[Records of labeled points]
_ _ _

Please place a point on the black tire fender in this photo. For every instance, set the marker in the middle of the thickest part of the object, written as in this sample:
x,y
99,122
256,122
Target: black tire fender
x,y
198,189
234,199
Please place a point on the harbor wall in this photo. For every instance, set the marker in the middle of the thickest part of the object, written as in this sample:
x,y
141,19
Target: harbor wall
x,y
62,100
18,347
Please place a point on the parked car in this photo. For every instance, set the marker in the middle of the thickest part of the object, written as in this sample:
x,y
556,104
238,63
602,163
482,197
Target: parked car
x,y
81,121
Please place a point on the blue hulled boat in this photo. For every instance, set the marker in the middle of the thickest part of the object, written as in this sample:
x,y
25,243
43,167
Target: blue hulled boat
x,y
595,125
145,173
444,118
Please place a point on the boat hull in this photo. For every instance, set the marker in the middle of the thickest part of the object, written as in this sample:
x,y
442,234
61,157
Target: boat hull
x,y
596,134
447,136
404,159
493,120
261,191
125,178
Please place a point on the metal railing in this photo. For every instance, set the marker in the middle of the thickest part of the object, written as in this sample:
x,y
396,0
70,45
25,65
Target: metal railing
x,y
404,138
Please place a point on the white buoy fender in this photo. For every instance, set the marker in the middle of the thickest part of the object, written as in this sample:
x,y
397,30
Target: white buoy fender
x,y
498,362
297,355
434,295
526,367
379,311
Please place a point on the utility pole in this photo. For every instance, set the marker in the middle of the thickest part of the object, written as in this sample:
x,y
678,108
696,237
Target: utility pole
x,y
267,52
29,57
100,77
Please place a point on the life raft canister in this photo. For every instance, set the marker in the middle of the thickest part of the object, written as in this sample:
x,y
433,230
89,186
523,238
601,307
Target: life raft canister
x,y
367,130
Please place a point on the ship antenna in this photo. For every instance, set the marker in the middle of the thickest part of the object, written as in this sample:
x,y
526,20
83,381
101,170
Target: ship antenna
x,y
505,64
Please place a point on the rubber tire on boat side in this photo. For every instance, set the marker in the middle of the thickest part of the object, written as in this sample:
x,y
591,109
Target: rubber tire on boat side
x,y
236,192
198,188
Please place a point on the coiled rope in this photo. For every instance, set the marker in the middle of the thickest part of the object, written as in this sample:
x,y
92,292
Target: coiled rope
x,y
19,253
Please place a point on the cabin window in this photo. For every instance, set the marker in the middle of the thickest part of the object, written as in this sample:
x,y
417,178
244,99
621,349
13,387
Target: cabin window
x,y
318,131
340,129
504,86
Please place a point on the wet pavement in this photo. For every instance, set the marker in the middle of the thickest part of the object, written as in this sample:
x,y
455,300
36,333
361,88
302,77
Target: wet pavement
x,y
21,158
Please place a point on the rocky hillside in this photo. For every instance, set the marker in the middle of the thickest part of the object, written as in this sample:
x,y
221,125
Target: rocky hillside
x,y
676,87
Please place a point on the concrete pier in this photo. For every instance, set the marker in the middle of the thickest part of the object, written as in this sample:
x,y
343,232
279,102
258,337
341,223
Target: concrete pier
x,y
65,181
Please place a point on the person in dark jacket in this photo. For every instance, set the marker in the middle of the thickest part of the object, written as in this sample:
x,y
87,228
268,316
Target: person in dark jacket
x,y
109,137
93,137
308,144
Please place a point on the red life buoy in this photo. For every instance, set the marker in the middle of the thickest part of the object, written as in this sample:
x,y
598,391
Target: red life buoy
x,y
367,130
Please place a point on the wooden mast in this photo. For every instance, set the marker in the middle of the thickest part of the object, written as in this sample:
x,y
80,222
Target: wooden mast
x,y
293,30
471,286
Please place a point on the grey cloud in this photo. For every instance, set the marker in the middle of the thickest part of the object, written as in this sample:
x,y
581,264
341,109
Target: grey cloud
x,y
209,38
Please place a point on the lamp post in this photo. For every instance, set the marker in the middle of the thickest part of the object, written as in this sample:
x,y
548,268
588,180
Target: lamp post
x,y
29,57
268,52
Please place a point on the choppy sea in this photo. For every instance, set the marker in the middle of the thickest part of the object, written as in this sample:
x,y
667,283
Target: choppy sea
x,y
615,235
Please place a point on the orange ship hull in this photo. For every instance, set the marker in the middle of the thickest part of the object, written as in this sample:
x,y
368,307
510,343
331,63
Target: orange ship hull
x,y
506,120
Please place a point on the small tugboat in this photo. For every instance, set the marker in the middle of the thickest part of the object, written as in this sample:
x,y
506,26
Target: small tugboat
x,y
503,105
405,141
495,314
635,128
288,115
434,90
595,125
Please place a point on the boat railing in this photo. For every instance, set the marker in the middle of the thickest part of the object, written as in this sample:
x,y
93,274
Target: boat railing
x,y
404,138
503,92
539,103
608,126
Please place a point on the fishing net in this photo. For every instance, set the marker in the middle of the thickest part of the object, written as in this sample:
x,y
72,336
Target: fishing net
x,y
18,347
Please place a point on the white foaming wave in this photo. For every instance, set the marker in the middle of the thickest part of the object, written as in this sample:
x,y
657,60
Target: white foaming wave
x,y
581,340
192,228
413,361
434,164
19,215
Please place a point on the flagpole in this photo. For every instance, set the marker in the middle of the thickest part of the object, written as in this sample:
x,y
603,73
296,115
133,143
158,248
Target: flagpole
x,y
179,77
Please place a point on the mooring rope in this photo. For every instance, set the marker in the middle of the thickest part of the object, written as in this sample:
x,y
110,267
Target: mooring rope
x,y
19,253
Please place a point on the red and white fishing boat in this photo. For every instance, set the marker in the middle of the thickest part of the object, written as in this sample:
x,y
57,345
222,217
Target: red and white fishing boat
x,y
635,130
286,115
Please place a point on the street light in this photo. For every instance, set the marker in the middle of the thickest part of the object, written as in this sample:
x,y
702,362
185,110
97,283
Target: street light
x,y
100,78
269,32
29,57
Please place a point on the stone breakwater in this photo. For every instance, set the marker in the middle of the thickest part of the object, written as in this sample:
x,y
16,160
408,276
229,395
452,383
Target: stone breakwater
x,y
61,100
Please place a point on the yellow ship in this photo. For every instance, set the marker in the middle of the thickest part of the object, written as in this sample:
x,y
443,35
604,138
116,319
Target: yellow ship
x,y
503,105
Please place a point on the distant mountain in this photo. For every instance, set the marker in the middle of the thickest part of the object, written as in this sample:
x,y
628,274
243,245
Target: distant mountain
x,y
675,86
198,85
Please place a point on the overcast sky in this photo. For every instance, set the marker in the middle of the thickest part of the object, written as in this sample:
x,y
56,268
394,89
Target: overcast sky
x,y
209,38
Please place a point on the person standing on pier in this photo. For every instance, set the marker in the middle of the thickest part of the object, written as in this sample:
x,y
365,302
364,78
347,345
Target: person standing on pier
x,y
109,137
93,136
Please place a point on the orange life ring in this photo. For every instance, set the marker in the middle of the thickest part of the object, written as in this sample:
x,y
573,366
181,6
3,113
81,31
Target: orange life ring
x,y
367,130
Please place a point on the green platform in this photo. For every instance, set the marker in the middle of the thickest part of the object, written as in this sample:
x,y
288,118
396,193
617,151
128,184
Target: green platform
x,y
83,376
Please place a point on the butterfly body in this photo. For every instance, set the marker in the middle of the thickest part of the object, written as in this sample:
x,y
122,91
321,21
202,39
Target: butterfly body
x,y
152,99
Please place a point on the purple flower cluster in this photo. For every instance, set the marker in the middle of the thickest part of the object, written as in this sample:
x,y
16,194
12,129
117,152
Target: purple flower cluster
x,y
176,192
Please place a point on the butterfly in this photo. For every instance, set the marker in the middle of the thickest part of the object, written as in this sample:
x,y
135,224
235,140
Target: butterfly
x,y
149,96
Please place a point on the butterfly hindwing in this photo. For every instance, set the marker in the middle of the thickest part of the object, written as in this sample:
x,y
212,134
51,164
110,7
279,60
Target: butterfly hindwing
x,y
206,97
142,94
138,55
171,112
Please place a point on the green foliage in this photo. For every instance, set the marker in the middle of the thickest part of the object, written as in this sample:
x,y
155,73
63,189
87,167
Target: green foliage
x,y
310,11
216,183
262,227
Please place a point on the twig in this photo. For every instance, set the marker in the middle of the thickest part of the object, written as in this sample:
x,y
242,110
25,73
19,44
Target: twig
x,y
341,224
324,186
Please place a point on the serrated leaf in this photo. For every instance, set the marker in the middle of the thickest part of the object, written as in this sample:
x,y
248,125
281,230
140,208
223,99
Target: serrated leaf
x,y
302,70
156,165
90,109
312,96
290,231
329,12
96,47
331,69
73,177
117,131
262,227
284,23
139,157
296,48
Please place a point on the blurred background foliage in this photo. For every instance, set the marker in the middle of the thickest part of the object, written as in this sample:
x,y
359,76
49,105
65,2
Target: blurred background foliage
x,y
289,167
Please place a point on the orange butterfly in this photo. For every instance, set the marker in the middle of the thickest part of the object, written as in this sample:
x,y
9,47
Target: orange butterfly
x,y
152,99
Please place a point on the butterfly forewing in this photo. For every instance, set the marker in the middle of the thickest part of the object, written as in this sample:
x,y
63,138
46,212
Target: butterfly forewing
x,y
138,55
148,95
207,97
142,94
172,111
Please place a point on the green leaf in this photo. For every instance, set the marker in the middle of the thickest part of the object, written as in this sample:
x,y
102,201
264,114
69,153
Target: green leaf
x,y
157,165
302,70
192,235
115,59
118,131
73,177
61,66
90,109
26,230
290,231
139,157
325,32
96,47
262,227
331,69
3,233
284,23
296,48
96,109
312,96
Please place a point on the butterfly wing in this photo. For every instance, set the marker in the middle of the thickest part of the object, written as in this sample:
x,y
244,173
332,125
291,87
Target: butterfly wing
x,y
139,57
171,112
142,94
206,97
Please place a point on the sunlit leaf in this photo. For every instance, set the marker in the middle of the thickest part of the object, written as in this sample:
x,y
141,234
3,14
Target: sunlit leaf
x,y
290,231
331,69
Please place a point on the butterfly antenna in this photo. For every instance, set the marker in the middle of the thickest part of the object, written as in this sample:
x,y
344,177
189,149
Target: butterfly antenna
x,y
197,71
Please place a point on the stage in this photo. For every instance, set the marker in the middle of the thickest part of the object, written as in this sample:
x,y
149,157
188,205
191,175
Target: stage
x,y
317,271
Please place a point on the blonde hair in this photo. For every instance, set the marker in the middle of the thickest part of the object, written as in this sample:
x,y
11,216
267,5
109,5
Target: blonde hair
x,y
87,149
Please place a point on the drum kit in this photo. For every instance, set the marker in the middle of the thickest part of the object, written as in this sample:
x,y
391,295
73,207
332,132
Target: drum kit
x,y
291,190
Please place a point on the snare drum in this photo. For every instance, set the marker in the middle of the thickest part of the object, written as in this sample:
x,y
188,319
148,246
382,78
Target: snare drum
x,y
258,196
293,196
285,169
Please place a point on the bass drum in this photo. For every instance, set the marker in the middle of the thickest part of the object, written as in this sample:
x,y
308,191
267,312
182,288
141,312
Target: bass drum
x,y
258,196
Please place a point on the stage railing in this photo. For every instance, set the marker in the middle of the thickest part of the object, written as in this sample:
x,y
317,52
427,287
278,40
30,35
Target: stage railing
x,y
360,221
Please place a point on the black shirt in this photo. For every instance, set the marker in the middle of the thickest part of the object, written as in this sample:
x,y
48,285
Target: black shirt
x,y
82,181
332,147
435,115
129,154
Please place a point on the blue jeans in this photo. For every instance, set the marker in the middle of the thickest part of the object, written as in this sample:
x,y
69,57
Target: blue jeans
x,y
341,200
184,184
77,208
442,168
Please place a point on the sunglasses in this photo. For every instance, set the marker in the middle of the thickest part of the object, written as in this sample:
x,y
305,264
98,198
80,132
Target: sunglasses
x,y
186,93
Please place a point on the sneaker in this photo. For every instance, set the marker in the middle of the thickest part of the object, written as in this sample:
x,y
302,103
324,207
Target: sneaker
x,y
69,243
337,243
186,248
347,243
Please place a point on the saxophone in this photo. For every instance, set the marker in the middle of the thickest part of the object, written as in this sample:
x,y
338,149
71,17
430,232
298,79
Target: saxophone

_ _ _

Exercise prompt: Give the lines of the material above as a numbered list, starting at the line that contains "Please place a point on the snare" and ending at the last line of the material. Leave out any blank lines.

Answer for the task:
1. Please place a point on the snare drum in this photo. For every instance, set the marker in the middle of the thickest part of the object, written as in this sample:
2. x,y
3. 188,319
4. 148,246
5. 382,78
6. Target: snare drum
7. x,y
8. 258,196
9. 293,196
10. 285,169
11. Please place a point on the bass drum in this photo. For every instance, set the marker in the middle of the thickest part of the object, written as in this sample:
12. x,y
13. 308,191
14. 267,312
15. 182,288
16. 141,312
17. Target: bass drum
18. x,y
19. 258,196
20. Please place a point on the stage railing in this photo. For every instance, set the marker in the middle of the thickest part of the object, written as in this sample:
21. x,y
22. 317,52
23. 427,287
24. 278,40
25. 30,35
26. Target: stage railing
27. x,y
28. 360,221
29. Please place a point on the black shirt in this photo. For every instance, set the marker in the middle of the thickest part of the object, written as in this sample:
30. x,y
31. 48,285
32. Target: black shirt
33. x,y
34. 82,181
35. 332,147
36. 435,115
37. 129,154
38. Please place a point on the blue jeans in this photo. For every instance, set the marker in the middle of the thickest part of the object, written as in this sample:
39. x,y
40. 69,57
41. Target: blue jeans
42. x,y
43. 341,200
44. 184,184
45. 77,208
46. 442,168
47. Please place a point on the sunglasses in this photo. For every instance, set the marker in the middle of the thickest part of the object, written as in this sample:
48. x,y
49. 305,264
50. 98,198
51. 80,132
52. Target: sunglasses
53. x,y
54. 186,93
55. Please place a point on the sneaker in this photo. For every instance, set the marker in the middle of the thickest part of the object, written as in this sample:
56. x,y
57. 302,103
58. 324,207
59. Target: sneaker
60. x,y
61. 69,243
62. 337,243
63. 186,248
64. 347,243
65. Please place a point on the saxophone in this photo. For every instance, set the marker in the middle of the thickest part of the object, written as in this sample:
66. x,y
67. 338,149
68. 71,17
69. 430,232
70. 298,79
71. Target: saxophone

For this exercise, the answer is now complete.